Cette extension à venir proposera des crédits d'un montant de 25 € par élève, en 6e, puis en 5e. Soit la même somme que celle attribuée en 4e, puis en 3e. En 2024, le dispositif s'ouvrira aux jeunes Français de l'étranger.
Ces nouveaux bénéficiaires et l'élargissement du domaine du Pass Culture ont un coût : le budget est passé de 24 millions € en 2019 à 199 millions en 2022 et finalement 208,5 millions € en 2023, soit une hausse de 9,5 millions €, pour représenter 26 % des montants du programme Transmission des savoirs et démocratisation de la culture du ministère.
L'intérêt de la Commission des finances du Sénat et de la Cour des Comptes, en ce début de mois de juillet, n'est donc pas vraiment surprenant...
Dans son examen du dispositif, la Cour des Comptes s'est concentrée sur les origines du Pass et son modèle économique, laissant de côté, pour plus tard, un bilan qualitatif.
Annoncé par le candidat Macron en 2017, le Pass Culture doit être rapidement mis en place après son élection, tâche confiée au ministère de la Culture. Au sein de celui-ci, le projet est géré par le cabinet et le secrétariat général, ce qui pose d'emblée « un certain nombre de problèmes de nature
administrative et financière, dont les répercussions sur la gestion des ressources humaines et
du projet lui-même sont importantes ».
Début 2018, la DINSIC (direction interministérielle du numérique et du système d'information et de communication de l'État), devenue la direction interministérielle du numérique (DINUM) entre dans la danse et devient ordonnatrice des dépenses pour le projet.
⁂
:: Exercice court 1 ::
Reformulez sous forme de liste le paragraphe de l'extrait qui commence par « Ces nouveaux bénéficiaires », en conservant ses chiffres principaux.
L'extrait et les lignes n'ont pas la même origine.
⁂
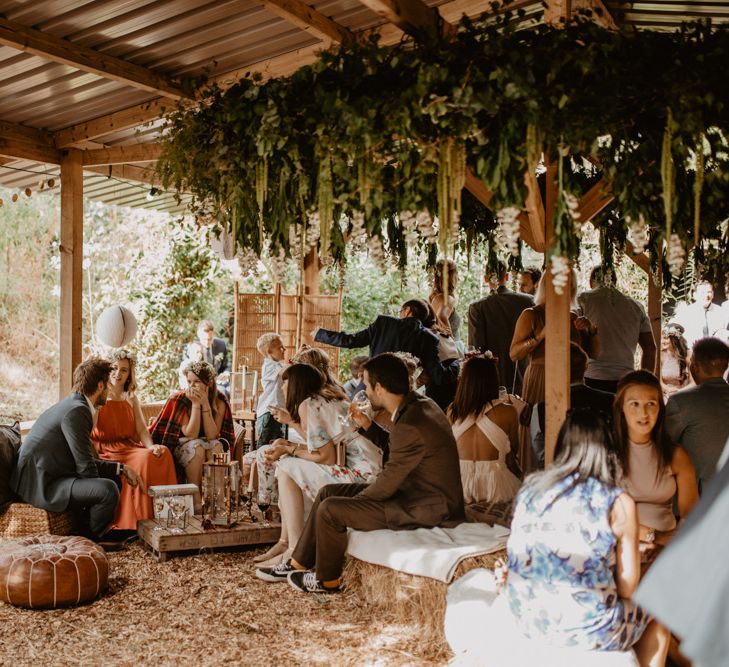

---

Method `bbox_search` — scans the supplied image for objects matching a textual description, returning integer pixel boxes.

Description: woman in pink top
[613,371,699,551]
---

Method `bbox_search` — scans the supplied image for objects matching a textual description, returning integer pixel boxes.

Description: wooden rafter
[81,143,162,166]
[0,17,191,99]
[249,0,353,44]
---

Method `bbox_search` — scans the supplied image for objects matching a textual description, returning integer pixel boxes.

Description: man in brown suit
[256,353,465,593]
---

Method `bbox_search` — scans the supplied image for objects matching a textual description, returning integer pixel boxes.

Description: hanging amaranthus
[317,154,334,257]
[661,109,675,239]
[437,139,466,255]
[694,132,704,245]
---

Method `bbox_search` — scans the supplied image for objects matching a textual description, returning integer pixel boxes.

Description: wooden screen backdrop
[233,284,342,384]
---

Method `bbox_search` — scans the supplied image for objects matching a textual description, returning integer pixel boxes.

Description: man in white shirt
[577,266,656,394]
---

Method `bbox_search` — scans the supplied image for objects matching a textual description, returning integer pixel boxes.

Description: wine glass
[256,498,271,528]
[152,495,165,532]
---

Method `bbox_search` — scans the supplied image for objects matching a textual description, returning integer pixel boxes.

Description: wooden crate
[137,516,281,562]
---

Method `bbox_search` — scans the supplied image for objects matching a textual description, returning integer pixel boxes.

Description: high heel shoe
[253,540,289,563]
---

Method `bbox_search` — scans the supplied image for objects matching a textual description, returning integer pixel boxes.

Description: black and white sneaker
[288,570,342,593]
[256,560,296,583]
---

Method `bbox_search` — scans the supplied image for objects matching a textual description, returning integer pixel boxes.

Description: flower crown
[109,347,137,364]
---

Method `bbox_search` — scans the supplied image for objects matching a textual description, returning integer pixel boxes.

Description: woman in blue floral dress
[255,364,382,567]
[506,410,668,667]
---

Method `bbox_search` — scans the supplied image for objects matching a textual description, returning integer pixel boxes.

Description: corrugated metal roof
[0,0,729,212]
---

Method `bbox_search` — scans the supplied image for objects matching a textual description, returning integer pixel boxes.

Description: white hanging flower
[666,234,686,276]
[549,255,570,294]
[415,211,438,243]
[495,206,521,255]
[625,213,650,254]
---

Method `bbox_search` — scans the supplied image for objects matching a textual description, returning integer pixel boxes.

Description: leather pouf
[0,535,109,609]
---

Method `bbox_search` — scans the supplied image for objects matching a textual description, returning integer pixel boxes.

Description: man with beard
[272,353,464,593]
[10,357,139,540]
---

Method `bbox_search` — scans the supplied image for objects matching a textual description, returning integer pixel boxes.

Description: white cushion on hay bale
[96,306,137,347]
[347,523,509,583]
[0,535,109,609]
[445,569,638,667]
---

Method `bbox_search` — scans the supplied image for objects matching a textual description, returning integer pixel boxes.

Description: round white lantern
[96,306,137,347]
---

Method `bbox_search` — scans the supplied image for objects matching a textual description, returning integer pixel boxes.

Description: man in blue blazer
[10,357,139,539]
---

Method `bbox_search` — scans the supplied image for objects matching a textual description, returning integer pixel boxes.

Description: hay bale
[343,549,506,660]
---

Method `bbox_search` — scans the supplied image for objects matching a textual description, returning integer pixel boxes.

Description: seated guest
[272,354,464,593]
[256,333,286,447]
[149,361,235,514]
[10,357,139,540]
[447,357,521,504]
[613,371,699,550]
[91,349,177,530]
[666,338,729,488]
[506,409,668,667]
[344,354,369,399]
[314,299,458,408]
[256,364,382,581]
[532,343,615,468]
[661,324,691,400]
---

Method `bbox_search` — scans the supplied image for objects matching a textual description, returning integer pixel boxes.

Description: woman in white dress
[256,364,382,581]
[448,356,521,505]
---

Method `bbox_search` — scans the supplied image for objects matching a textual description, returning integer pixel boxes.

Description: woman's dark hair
[525,408,622,500]
[448,357,499,422]
[401,299,435,329]
[281,364,326,424]
[362,352,410,396]
[613,370,676,477]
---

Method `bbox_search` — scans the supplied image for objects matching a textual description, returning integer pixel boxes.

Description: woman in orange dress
[91,349,177,530]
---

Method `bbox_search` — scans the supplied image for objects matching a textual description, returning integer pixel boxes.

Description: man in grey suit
[468,262,534,394]
[256,352,465,593]
[666,338,729,490]
[10,357,139,539]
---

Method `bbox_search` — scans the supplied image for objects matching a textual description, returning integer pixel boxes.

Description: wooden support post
[58,149,84,398]
[544,163,572,466]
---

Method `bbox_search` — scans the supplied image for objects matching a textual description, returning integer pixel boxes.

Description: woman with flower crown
[91,349,177,530]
⁂
:: Exercice court 2 ::
Donnez le nombre de lignes contenant la chaîne « white », sans rien ajouter.

:: Réponse 1 ::
- Les nouveaux bénéficiaires et l'élargissement du domaine du Pass Culture ont un coût.
- Budget : 24 millions € en 2019, 199 millions € en 2022, 208,5 millions € en 2023.
- Hausse de 9,5 millions € en 2023.
- Ce budget représente 26 % des montants du programme Transmission des savoirs et démocratisation de la culture du ministère.

:: Réponse 2 ::
6